>> START TASK INPUTS

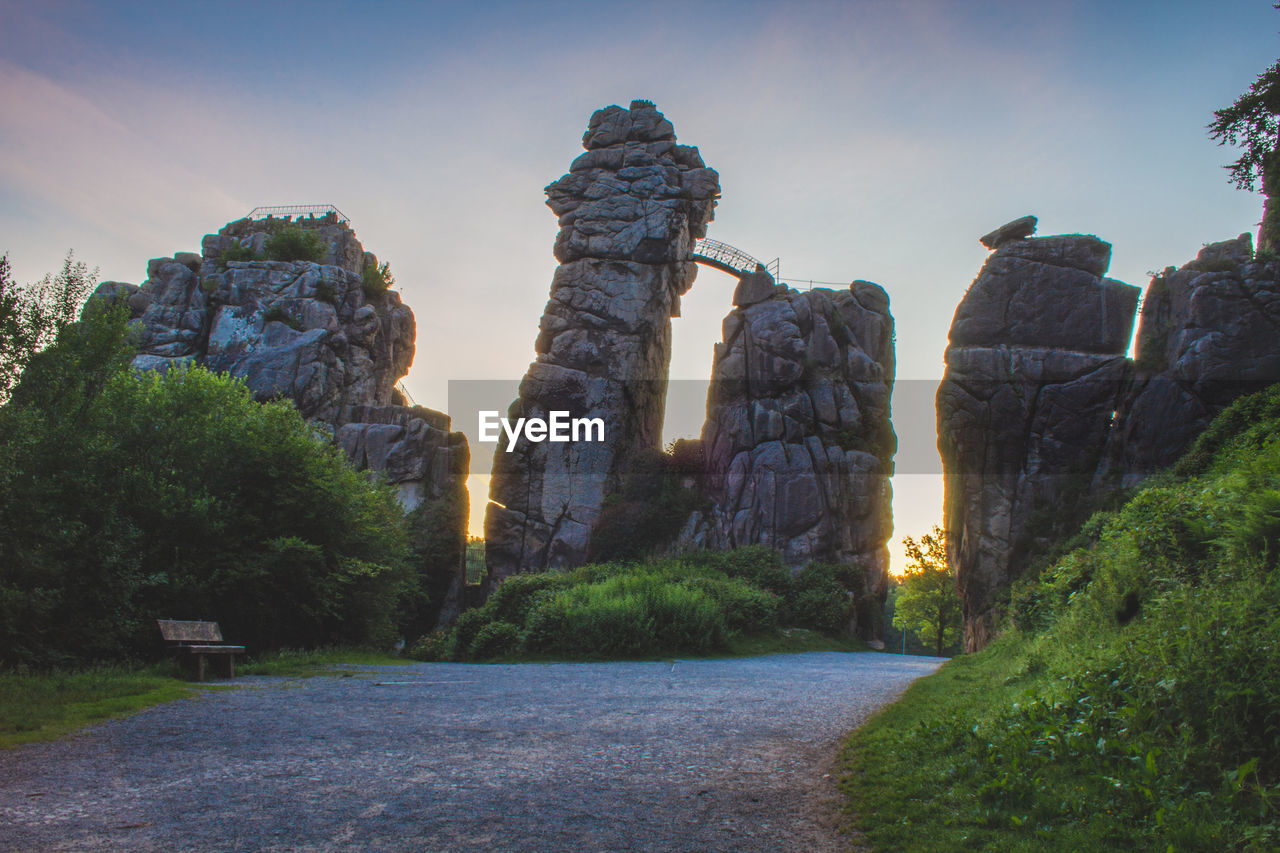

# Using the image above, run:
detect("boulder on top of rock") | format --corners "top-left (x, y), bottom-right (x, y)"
top-left (950, 234), bottom-right (1139, 353)
top-left (978, 215), bottom-right (1039, 248)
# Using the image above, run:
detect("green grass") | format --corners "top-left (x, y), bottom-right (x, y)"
top-left (841, 387), bottom-right (1280, 852)
top-left (0, 648), bottom-right (412, 749)
top-left (410, 547), bottom-right (879, 662)
top-left (716, 628), bottom-right (870, 657)
top-left (236, 648), bottom-right (404, 678)
top-left (0, 666), bottom-right (197, 749)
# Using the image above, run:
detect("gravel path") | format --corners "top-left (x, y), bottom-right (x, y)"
top-left (0, 652), bottom-right (938, 853)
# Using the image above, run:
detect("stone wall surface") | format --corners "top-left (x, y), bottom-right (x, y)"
top-left (1100, 234), bottom-right (1280, 487)
top-left (485, 101), bottom-right (719, 583)
top-left (677, 279), bottom-right (896, 630)
top-left (937, 220), bottom-right (1138, 651)
top-left (938, 218), bottom-right (1280, 651)
top-left (95, 216), bottom-right (470, 625)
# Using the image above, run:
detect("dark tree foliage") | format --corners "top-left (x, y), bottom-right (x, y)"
top-left (1208, 61), bottom-right (1280, 250)
top-left (893, 525), bottom-right (961, 656)
top-left (0, 302), bottom-right (412, 666)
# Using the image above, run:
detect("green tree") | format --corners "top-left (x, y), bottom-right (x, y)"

>> END TASK INPUTS

* SHORT TASK: Please arrange every line of the entries above as one numbered list, skipping any blank lines. Leave the pictures out of your answer.

* RESULT OF THE EXERCISE:
1. # Using the image above, run:
2. detect("boulder on top of rock") | format --corners "top-left (x, y), bottom-right (x, y)"
3. top-left (950, 234), bottom-right (1139, 353)
4. top-left (978, 215), bottom-right (1039, 248)
5. # Using the image above, run:
6. detect("green grass") | format --corners "top-left (x, y), bottom-right (x, y)"
7. top-left (841, 387), bottom-right (1280, 852)
8. top-left (0, 648), bottom-right (412, 749)
9. top-left (410, 547), bottom-right (879, 662)
10. top-left (716, 628), bottom-right (870, 657)
11. top-left (236, 648), bottom-right (404, 678)
12. top-left (0, 666), bottom-right (197, 749)
13. # Using the image above, run:
14. detect("gravel path") | format --corners "top-left (x, y), bottom-right (x, y)"
15. top-left (0, 652), bottom-right (938, 853)
16. # Using the image above, run:
17. detect("stone wall surface") | format --corners "top-left (x, y), bottom-right (x, y)"
18. top-left (1100, 234), bottom-right (1280, 487)
19. top-left (485, 101), bottom-right (719, 583)
20. top-left (677, 279), bottom-right (896, 630)
21. top-left (937, 220), bottom-right (1138, 651)
22. top-left (938, 218), bottom-right (1280, 651)
23. top-left (95, 216), bottom-right (470, 625)
24. # Using the image above, run:
25. detect("dark tree foliage") | format --corners "top-left (x, y), bottom-right (x, y)"
26. top-left (1208, 61), bottom-right (1280, 250)
27. top-left (893, 525), bottom-right (961, 656)
28. top-left (0, 302), bottom-right (412, 666)
29. # Using the image above, run:
30. detect("green tree") | format --corners "top-left (x, y), bottom-right (x, y)"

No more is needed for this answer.